— Start EXTRACT —

In cases where a metallic raceway system is not used, provide a
green or bare equipment-grounding conductor close to the supply
conductors to assure that all enclosures are bonded together and to
GROUNDING OF EQUIPMENT
CONNECTED BY CORD AND PLUG
Under any of the conditions described below, exposed
non-current-carrying metal parts of cord- and plug-connected equipment
which may become energized shall be grounded.
a. If in a hazardous (classified) location.
b. If operated at over 150 volts to ground, except for guarded motors
and metal frames of electrically heated appliances if the appliance
frames are permanently and effectively insulated from ground.
c. If the equipment is of the following types:
Refrigerators, freezers, and air conditioners;
Clothes-washing, clothes-drying and dishwashing machines, sump
pumps, and electrical aquarium equipment;
Hand-held motor-operated tools;
Motor-operated appliances of the following types: hedge
clippers, lawn mowers, snow blowers, and wet scrubbers;
Cord- and plug-connected appliances used in damp or wet
locations or by employees standing on the ground or on metal
floors or working inside of metal tanks or boilers;
Portable and mobile X-ray and associated equipment;
Tools likely to be used in wet and conductive locations; and
Portable hand lamps.

— End EXTRACT —
— Start ENTRIES SUPPLIED —

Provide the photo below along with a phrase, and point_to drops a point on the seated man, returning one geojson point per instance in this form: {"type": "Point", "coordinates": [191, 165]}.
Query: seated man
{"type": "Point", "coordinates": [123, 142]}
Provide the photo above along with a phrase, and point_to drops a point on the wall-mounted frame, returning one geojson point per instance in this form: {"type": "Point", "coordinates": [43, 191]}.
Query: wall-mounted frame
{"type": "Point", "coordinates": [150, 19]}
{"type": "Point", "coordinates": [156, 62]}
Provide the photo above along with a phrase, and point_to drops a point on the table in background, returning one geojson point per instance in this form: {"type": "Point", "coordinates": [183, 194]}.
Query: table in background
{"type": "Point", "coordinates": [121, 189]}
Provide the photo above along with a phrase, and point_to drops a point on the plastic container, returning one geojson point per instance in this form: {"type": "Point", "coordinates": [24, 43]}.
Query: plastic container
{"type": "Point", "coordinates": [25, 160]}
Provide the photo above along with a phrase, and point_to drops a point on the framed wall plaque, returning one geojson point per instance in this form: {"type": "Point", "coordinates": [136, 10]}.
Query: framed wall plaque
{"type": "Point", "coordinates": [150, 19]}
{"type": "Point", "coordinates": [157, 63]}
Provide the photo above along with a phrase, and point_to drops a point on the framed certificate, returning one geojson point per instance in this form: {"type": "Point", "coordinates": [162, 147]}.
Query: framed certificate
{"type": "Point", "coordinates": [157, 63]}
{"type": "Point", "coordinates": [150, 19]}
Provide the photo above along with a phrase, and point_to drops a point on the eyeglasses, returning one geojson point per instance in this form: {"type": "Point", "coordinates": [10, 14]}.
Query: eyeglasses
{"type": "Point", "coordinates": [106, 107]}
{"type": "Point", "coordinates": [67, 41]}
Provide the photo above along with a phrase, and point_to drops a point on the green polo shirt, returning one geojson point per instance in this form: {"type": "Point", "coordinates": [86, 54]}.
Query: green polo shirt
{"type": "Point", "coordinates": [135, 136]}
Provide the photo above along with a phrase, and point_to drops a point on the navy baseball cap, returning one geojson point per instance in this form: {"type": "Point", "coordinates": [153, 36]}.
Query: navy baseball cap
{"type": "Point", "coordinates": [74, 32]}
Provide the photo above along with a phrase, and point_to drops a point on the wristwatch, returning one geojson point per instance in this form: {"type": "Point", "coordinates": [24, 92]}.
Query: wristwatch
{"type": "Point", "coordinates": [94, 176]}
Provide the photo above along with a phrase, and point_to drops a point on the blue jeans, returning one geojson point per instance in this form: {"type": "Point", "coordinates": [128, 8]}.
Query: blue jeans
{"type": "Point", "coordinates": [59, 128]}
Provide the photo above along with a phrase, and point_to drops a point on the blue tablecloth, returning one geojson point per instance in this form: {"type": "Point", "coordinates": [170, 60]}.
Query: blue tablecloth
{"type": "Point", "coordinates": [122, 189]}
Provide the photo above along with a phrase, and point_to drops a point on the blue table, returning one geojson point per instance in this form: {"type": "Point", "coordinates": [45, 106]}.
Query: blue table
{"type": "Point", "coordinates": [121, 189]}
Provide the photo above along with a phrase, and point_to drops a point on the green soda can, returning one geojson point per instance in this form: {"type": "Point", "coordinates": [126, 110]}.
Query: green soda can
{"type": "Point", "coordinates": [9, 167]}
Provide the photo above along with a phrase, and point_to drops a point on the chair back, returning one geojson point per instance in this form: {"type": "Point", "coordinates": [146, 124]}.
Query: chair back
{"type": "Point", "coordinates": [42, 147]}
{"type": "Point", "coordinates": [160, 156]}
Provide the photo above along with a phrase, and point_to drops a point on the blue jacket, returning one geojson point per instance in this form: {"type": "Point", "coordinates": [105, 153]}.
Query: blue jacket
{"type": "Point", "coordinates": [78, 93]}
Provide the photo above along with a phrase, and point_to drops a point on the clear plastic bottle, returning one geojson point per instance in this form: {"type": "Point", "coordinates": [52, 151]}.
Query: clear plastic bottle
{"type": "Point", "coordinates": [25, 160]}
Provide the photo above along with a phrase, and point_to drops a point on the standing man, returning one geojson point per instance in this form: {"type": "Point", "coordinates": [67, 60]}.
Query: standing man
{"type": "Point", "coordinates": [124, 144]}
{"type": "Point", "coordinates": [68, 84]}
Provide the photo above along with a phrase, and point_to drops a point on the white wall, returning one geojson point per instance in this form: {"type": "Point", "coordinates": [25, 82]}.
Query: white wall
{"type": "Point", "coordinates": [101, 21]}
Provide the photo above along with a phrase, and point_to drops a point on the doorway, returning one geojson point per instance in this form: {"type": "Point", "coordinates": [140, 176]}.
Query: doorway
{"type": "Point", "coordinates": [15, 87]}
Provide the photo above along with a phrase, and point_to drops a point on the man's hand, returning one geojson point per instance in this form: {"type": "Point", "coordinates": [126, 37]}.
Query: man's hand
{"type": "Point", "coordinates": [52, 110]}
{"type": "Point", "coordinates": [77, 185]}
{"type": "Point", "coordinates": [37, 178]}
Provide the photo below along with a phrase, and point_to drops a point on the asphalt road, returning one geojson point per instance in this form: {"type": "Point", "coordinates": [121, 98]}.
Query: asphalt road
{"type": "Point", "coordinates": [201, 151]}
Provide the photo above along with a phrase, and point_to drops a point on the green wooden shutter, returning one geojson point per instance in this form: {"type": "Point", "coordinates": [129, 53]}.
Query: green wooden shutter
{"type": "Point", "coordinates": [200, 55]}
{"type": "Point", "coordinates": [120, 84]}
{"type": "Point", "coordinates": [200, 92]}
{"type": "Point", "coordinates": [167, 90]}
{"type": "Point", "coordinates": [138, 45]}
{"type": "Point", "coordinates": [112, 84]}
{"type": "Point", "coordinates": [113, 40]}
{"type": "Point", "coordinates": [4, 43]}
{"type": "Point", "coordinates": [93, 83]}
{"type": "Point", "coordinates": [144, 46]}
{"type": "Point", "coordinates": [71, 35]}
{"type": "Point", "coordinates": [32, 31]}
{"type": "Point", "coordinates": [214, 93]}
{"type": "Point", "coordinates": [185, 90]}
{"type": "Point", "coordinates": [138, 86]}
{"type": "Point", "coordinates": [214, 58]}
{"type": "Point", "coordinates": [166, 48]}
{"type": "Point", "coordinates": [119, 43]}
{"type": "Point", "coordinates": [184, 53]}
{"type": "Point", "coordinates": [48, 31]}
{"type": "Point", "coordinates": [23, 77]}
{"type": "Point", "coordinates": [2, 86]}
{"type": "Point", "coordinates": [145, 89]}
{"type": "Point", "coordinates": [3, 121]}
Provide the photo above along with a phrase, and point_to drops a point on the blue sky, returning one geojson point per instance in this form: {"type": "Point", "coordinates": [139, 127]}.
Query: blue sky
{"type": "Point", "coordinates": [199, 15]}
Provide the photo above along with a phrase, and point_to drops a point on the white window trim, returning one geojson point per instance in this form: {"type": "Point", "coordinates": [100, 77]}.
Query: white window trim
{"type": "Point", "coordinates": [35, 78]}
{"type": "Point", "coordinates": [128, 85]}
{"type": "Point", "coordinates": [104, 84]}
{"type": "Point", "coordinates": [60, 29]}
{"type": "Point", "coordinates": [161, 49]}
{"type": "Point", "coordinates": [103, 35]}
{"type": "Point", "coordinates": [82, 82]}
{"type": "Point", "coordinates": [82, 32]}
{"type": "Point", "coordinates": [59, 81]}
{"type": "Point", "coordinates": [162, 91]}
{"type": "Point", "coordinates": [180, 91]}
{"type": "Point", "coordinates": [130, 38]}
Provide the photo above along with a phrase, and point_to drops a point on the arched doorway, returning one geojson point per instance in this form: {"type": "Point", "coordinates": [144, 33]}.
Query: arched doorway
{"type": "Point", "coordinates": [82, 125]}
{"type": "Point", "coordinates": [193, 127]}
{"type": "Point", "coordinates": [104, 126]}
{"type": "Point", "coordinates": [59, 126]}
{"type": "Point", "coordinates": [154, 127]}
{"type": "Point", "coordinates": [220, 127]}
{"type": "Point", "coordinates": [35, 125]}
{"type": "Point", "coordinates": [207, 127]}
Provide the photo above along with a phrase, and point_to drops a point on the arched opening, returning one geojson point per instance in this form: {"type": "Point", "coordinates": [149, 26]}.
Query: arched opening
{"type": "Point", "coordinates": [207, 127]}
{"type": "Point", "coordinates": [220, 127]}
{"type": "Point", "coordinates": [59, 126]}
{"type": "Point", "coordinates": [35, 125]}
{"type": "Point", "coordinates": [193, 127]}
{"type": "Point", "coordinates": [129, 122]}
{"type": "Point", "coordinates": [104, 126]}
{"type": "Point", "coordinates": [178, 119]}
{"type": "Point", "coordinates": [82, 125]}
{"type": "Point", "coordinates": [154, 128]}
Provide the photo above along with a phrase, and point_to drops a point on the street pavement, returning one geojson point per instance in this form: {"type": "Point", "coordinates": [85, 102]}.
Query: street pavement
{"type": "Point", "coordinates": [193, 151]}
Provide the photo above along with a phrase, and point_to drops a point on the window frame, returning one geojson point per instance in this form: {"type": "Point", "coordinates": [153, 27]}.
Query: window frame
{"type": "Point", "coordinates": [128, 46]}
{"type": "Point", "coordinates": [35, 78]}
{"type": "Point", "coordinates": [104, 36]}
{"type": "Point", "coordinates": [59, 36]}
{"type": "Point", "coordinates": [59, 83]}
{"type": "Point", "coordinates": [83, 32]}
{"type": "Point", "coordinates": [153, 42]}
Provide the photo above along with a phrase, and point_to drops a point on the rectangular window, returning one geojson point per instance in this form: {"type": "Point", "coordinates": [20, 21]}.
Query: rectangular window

— End ENTRIES SUPPLIED —
— Start ENTRIES SUPPLIED —

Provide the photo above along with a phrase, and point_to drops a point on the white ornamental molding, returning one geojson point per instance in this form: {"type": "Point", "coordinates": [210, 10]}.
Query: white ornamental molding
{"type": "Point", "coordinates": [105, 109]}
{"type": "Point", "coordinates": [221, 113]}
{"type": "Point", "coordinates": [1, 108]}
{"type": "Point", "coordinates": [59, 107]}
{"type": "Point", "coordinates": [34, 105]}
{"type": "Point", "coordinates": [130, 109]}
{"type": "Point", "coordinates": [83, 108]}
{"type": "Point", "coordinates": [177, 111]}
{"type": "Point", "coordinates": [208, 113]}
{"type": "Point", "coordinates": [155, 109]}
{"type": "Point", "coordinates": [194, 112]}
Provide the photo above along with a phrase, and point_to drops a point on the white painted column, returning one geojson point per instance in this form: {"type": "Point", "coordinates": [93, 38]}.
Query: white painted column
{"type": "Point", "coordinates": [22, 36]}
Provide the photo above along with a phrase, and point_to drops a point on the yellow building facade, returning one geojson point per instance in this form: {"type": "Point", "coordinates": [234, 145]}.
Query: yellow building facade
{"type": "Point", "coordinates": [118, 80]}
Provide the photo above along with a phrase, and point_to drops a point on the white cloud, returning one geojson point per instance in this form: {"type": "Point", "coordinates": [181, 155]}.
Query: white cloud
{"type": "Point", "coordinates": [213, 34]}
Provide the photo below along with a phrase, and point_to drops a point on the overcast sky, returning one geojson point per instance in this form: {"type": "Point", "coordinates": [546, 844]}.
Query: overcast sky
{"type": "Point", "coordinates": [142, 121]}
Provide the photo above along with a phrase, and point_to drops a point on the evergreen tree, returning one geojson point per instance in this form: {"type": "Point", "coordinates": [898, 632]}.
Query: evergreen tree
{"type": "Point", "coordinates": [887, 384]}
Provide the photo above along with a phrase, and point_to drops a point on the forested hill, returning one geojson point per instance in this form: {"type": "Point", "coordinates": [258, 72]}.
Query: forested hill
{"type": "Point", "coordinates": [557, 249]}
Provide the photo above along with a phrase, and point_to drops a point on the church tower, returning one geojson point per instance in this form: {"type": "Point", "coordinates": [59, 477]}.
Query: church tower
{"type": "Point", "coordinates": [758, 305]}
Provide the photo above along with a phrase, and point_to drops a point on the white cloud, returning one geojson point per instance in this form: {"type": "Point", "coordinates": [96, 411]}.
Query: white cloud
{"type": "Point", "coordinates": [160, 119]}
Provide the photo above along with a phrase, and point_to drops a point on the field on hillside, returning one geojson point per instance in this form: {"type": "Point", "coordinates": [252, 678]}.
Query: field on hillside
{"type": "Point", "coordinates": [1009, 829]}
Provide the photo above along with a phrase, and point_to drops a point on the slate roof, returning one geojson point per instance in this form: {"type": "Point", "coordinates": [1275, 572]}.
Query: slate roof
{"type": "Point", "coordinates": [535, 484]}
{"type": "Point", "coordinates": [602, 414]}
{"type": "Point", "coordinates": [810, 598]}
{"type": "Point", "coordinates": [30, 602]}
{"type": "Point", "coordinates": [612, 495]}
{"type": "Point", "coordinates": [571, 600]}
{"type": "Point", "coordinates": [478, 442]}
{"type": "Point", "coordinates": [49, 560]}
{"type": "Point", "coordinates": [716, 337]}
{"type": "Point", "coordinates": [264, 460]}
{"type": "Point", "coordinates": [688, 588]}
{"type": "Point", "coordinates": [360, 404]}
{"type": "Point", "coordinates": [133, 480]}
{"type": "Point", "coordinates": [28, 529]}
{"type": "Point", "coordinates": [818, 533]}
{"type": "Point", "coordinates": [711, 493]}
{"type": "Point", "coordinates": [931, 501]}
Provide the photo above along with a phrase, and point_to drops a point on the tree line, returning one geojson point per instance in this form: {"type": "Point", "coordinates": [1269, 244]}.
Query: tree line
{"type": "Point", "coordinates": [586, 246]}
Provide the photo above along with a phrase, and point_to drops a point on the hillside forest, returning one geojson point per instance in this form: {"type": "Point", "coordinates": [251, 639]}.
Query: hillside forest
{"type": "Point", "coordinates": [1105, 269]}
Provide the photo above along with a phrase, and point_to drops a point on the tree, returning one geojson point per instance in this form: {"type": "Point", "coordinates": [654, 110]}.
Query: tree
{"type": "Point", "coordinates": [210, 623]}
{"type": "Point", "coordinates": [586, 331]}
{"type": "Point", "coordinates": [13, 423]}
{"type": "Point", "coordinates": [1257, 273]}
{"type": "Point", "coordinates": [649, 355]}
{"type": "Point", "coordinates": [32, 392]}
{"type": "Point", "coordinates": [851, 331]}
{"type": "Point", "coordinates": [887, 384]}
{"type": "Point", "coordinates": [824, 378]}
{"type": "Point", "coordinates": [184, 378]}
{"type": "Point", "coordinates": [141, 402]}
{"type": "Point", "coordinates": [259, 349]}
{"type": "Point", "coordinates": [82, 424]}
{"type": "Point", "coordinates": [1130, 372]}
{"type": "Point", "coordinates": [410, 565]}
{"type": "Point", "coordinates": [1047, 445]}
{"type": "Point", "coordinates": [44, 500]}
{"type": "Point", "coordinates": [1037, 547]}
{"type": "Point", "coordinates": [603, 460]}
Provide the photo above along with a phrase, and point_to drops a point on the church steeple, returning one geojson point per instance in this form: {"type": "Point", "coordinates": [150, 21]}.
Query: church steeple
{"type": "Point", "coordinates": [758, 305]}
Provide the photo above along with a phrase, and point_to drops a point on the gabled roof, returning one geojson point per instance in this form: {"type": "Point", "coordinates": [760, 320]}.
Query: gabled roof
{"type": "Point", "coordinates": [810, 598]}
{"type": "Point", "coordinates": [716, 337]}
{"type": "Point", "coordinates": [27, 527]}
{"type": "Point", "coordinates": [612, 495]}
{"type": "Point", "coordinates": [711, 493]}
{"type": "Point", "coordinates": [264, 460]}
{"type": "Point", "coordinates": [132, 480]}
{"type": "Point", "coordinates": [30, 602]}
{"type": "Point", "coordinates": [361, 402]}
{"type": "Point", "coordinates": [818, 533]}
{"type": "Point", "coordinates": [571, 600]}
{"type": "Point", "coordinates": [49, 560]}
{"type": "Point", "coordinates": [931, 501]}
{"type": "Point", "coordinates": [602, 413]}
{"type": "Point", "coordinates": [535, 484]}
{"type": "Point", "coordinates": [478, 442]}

— End ENTRIES SUPPLIED —

Decide whether each statement agrees with the text on grounding cord- and plug-connected equipment, answering yes or no and quoting the deciding words. (a) Hand-held motor-operated tools are among the equipment types whose exposed metal parts must be grounded. (b) Guarded motors operated at over 150 volts to ground fall under the grounding requirement. (c) Lawn mowers are named among the motor-operated appliances covered.

(a) Yes: "Hand-held motor-operated tools"
(b) No: "except for guarded motors"
(c) Yes: "hedge clippers, lawn mowers, snow blowers, and wet scrubbers"